• _Supplied records_
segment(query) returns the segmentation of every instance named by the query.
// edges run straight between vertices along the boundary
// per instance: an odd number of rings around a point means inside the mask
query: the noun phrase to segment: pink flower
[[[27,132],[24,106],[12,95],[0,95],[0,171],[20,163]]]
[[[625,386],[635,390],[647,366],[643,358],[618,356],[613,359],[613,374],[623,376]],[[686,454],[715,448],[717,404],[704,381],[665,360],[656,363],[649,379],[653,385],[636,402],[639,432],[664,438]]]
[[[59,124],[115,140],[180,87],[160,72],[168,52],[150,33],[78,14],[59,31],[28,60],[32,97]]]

---

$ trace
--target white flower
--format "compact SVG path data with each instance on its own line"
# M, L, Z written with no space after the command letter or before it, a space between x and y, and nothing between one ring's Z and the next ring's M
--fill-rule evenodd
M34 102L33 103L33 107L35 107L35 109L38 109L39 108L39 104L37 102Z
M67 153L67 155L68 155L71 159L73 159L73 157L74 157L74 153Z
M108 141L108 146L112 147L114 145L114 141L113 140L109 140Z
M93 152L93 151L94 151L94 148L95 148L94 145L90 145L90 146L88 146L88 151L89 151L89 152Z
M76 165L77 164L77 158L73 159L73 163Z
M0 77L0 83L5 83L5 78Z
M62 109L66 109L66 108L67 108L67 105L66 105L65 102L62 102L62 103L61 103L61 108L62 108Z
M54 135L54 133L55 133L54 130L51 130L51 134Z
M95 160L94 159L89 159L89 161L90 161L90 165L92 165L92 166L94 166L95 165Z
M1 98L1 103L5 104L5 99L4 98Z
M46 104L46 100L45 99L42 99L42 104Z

• _Exercise prompt_
Return every line of the records that contains the word "query".

• _The solution_
segment(query) returns the segmentation of every instance named by the query.
query: the noun phrase to segment: pink flower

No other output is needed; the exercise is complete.